- [EXERCISE GOAL] Quote the records beneath, complete and exact. Leave out images.

- [PROVIDED RECORDS]
>> START

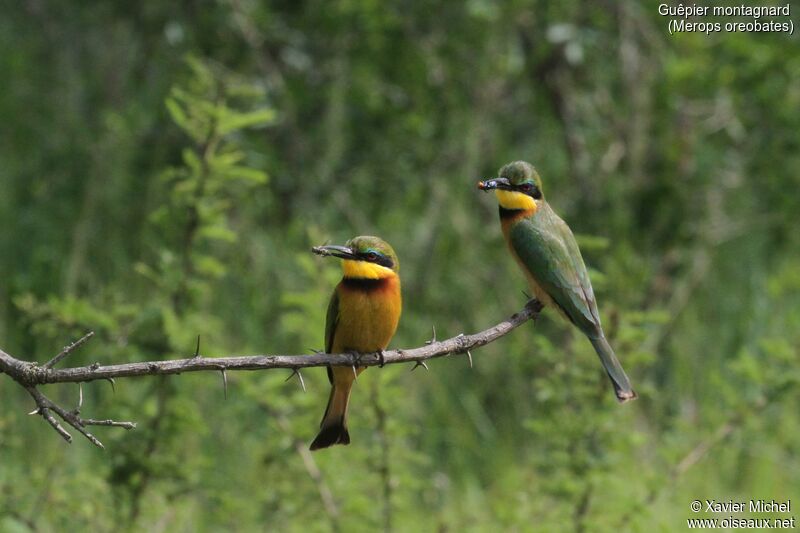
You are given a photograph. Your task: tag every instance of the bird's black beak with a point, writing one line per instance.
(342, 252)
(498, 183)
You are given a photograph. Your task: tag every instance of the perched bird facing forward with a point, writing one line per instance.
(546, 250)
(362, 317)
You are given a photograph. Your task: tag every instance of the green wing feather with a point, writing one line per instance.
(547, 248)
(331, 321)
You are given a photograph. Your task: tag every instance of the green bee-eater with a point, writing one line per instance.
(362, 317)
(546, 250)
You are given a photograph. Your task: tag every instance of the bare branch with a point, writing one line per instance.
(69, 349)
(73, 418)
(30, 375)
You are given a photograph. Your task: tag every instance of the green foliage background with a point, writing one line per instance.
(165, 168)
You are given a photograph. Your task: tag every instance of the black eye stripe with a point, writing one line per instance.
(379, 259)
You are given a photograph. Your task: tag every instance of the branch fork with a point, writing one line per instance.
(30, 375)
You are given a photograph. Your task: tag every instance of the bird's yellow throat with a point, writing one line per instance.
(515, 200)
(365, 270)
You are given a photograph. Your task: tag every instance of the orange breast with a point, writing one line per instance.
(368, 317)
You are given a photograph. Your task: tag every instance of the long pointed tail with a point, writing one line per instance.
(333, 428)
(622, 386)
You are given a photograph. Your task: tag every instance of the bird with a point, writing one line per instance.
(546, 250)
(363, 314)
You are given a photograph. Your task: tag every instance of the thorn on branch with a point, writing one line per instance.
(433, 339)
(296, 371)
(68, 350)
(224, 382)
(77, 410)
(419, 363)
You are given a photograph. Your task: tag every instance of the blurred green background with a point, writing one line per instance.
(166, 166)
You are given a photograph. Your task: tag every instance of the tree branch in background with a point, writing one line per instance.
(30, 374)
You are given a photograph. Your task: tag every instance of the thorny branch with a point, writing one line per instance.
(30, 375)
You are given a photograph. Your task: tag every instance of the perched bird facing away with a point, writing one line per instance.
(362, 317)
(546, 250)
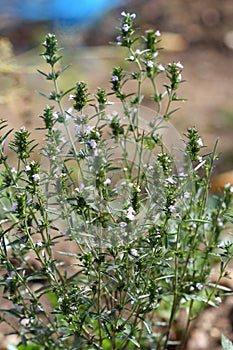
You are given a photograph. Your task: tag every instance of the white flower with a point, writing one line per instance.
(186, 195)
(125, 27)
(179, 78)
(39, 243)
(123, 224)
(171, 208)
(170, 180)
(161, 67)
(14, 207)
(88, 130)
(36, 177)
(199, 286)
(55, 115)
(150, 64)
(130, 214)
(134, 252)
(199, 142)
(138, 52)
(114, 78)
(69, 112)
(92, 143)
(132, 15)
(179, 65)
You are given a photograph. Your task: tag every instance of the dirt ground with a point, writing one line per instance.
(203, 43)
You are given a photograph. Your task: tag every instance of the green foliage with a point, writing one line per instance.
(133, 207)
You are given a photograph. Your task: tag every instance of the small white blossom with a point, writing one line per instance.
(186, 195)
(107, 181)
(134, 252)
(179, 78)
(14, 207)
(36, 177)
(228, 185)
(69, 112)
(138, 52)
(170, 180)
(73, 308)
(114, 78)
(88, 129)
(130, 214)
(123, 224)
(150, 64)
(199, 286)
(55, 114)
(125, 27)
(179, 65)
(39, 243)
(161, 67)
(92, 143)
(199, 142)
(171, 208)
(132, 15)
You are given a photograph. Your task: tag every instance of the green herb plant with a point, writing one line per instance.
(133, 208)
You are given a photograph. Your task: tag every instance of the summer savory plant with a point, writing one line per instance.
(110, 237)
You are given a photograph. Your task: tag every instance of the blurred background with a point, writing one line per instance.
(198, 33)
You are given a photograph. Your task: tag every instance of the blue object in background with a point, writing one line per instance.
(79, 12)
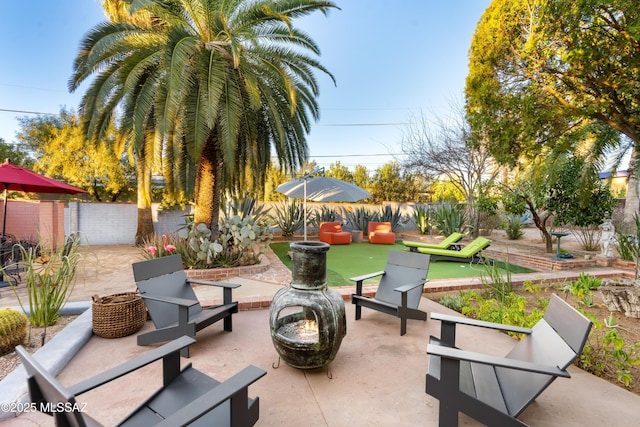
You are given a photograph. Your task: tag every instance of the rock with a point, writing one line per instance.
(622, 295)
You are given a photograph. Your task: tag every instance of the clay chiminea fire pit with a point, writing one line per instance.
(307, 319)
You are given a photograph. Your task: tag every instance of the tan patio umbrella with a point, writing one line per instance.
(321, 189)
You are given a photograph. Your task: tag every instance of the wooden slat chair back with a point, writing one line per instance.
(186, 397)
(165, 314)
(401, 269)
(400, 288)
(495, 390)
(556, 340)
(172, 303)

>> END

- [REPLY]
You are given a photograph. Your task: tag every instance of the bird's black beak with a point, writing one line per instance.
(342, 252)
(498, 183)
You are given a photograph. Your task: tag every instance of the perched bird facing forward with a point, writing one line per instance.
(546, 250)
(362, 317)
You are given a photograph. Your task: tag every instance of the green wing feather with a point, writing one line per instance.
(547, 248)
(331, 321)
You are given a photograph. Your task: tag every instance of the green bee-eater with a point, writing one line per instance.
(362, 317)
(546, 250)
You are given a photograph. Your task: tag every instance of the bare branch with a point, writing one line per instance.
(69, 349)
(73, 418)
(30, 375)
You are given a photograph. Your task: tag every instance of the green foliage background with a point, writing one line per instance.
(165, 168)
You are given a photograph. Your task: tag every instance of the black eye stripe with a point, writing one line per instance.
(379, 259)
You are given a photograph. Your task: tag every instance of the branch fork with a point, writing one line per instance.
(30, 375)
You are given a photograph. Your task: tag every instance of the bird's yellow throat with a point, writing one line per instance.
(515, 200)
(365, 270)
You are given a photograph. Your task: tag every instance of the orange breast with a point, writing one line per instance.
(368, 317)
You are given a photograph. Your task: tag every instance of the long pointed tail with a point, writing one line per instance.
(333, 428)
(622, 386)
You are given a photograph. Your task: tag every instance of the bird with a point, writing one line per instance.
(546, 250)
(363, 314)
You are given a photograph. Your task: tag every instance of the thorn on branch with a point, writing one line per instance.
(433, 339)
(296, 371)
(68, 350)
(224, 382)
(77, 410)
(419, 363)
You are given a photograph. Your task: tag every instance of the blurred green background with a point, writing one line per instance.
(166, 166)
You are given a photograph. Your task: tag every instance of the tree branch in background with a point, writing one line per instance.
(30, 374)
You are given a photograph. Your task: tag every instance of the thorny branch with a point, writing one line per instance.
(30, 375)
You are given a photograph. Your task: tag every instance of the perched bird facing away with a point, writing one line per instance.
(362, 317)
(546, 250)
You are given a photograph. Your task: tag every instance of the white flower with a point, writing one line per instance.
(186, 195)
(125, 27)
(179, 78)
(39, 243)
(123, 224)
(171, 208)
(170, 180)
(161, 67)
(14, 207)
(88, 130)
(36, 177)
(199, 286)
(55, 115)
(150, 64)
(130, 214)
(134, 252)
(199, 142)
(138, 52)
(114, 78)
(69, 112)
(92, 143)
(132, 15)
(179, 65)
You are given a photograph. Your task: tag every instance of the dirt ground with a point, writing one line per instance.
(203, 43)
You are given a photograph. Your task: tag every instance of the green foliage with a point, writing one line per instance.
(133, 207)
You are given a photograph. Your task: tag every instance of the small white blossom with a point, writing one line per instance.
(186, 195)
(107, 181)
(134, 252)
(179, 78)
(14, 207)
(36, 177)
(228, 185)
(69, 112)
(138, 52)
(170, 180)
(73, 308)
(114, 78)
(88, 129)
(130, 214)
(123, 224)
(150, 64)
(199, 286)
(55, 114)
(125, 27)
(179, 65)
(39, 243)
(161, 67)
(92, 143)
(199, 142)
(171, 208)
(132, 15)
You are given a photograph. Your task: tag every instance of the green herb plant with a point, writing one line per instance.
(133, 208)
You are given a photograph. Your task: tag every instance of the summer savory plant with a point, writing one line per instance.
(110, 237)
You are given a photograph. Your task: tag every instance of the blurred background with a point, writing one line per instance.
(198, 33)
You are given a photograph. Your task: tag every instance of the blue object in background with a point, writing one line per instance.
(79, 12)
You are given a photograph. Your task: tag every instance of the rock with a point, writing one line per instance.
(622, 295)
You are given a photograph. Your task: tag every instance of the clay chiminea fire pit with a point, writing one line per instance.
(307, 319)
You are given a photograph. Your task: tag every instance of the tan patio umbrella with a point, writing one line per instance.
(321, 189)
You are given a photograph. Your task: tag every instance of the wooden slat chair back with a point, writing one line per instance.
(186, 397)
(165, 314)
(401, 269)
(400, 288)
(495, 390)
(556, 340)
(172, 303)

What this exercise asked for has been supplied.